Die enorme Leistung der Deutung des Codex Ephraemi Rescriptus brachte Tischendorf bei anderen Forschern Ansehen ein, was leicht zu verstehen ist. Wie er es geschafft hat, alle 209 Bögen des Neuen Testaments zu lesen, ist ein Rätsel. Die Textmenge der erhaltenen Bögen macht über die Hälfte des Neuen Testaments aus.
Der Codex Ephraemi Rescriptus ist ein faszinierendes Beispiel für die Wiederverwertung von Pergament im Mittelalter. Hätte sich ein unbekannter Mönch nicht irgendwann die Mühe gemacht, das alte Pergament erneut zu verwenden, wäre dieses Exemplar des griechischen Neuen Testaments der Nachwelt vielleicht niemals erhalten geblieben. Das zeigt, wie viele Paradoxe die Textgeschichte oft ausmachen: Die augenscheinlich am meisten zerstörten Manuskripte können die größten und erfreulichsten Überraschungen verbergen.
Fakten über den Codex Ephraemi Rescriptus:
Symbol in der Textforschung: C.
Schreibmaterial: Pergament.
Bögen: Vom Alten Testament sind 64 Bögen bewahrt, vom Neuen Testament 145.
Seitengröße: 32 × 27 cm.
Text einspaltig.
Beinhaltet Teile vom Text aller Bücher des Neuen Testaments, abgesehen vom 2.Thessalonicherbrief und dem 2.Brief des Johannes. Ursprünglich enthielt das Buch die komplette Bibel.
Datierung: 5.Jahrhundert.
Der ursprüngliche Text wurde im 12.Jahrhundert abgewaschen und mit 38 Predigten von Ephräm ersetzt, einem syrischen Theologen aus dem 4.Jahrhundert.
Aufbewahrung in der Nationalbibliothek in Paris.
Das nächste Manuskript, dem wir uns widmen, lief Gefahr, zerstört zu werden, als es während der Religionskriege im 16.Jahrhundert aus einer Klosterbibliothek in Lyon geholt wurde. Es erwies sich als ein sehr spezielles Manuskript. Aber wie sollte man ein Manuskript mit einer recht freien Nacherzählung des Bibeltextes einordnen? Sollte man es besser im Verborgenen halten?
Das freie Manuskript: Codex Bezae Cantabrigensis
Überall in der Stadt sind die Geräusche von Zerstörung zu hören: Statuen werden auf dem steinigen Kirchenboden zertrümmert, Mäntel und Chorgewänder in Stücke gerissen, Grabsteine und Reliquien zermalmt – das dumpfe Dröhnen, wenn die Kirchenglocken zu Boden knallen. Protestanten verwüsten und plündern die französische Stadt Lyon. Immer mehr haben sich ihnen in den vergangenen Jahren angeschlossen, und nunmehr haben die protestantischen Hugenotten die alte Stadt eingenommen. Es ist der 2.Mai 1562. Im Zuge der Verwüstungen wird unter anderem das Grab des heiligen Irenäus zerstört.

Daten zur Objektverortung in natürlicher Sprache:

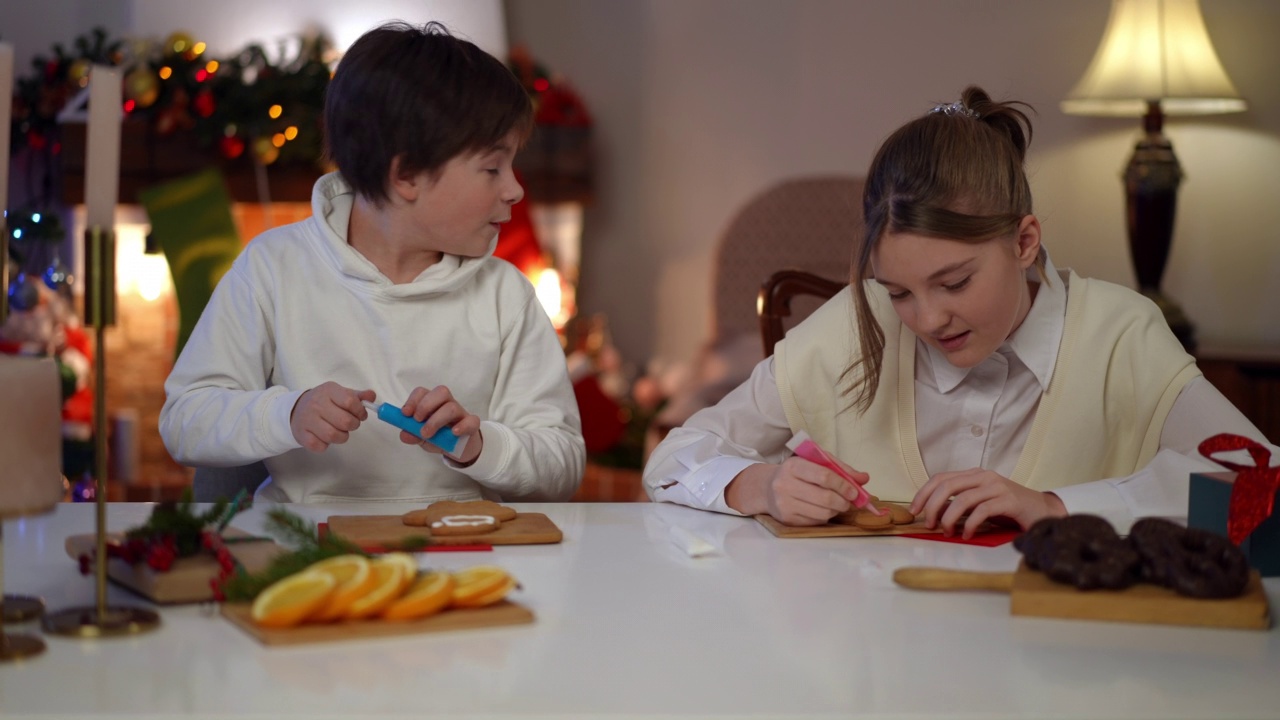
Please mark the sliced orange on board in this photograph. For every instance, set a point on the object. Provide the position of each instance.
(430, 593)
(393, 573)
(480, 586)
(355, 578)
(291, 600)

Aufgabenliste -
1. Welche Jahrhunderte werden im Text über die Bibelhandschriften genannt?
2. Führe den Text über die Bibelhandschriften im Anschluss an seinen letzten Satz weiter.
Für das Folgende sind die Zeilen ohne Belang.

Erwartete Ausgaben -
1. 5. Jahrhundert, 12. Jahrhundert, 4. Jahrhundert, 16. Jahrhundert

2.
In dem alten Kloster, das Irenäus’ Namen trägt, steht ein Mann um die vierzig, mit spitzem Bart und scharfem Blick. Tief im Inneren der Bibliothek der Mönche hat er ein altes Buch entdeckt, das sich von den anderen unterscheidet. Es ist Theodore Beza (1519–1605), einer der führenden protestantischen Theologen der in Europa wütenden Religionskriege. Er ist zum ersten Mal hier in der Hochburg der Katholiken der Stadt und blättert nun in dem alten, handgeschriebenen Manuskript von Seite zu Seite. Auch wenn mehrere Seiten fehlen, erkennt Beza umgehend den Wert des Buches: Es beinhaltet das Neue Testament sowohl in Griechisch als auch in Latein. Er schiebt das dicke Buch unter seinen Mantel und verlässt schnellen Schrittes das Kloster.
Ist es Plünderung? Ist es eine Rettungsaktion? Was wäre mit dem Manuskript geschehen, hätte Theodore Beza es nicht an sich genommen? Das wissen wir nicht. Heute jedoch kann das Manuskript in der Universitätsbibliothek Cambridge
studiert werden. Und es trägt noch immer den Namen Bezas, des Mannes, der
es an sich genommen – oder gerettet – hat, je nachdem wie man es betrachtet.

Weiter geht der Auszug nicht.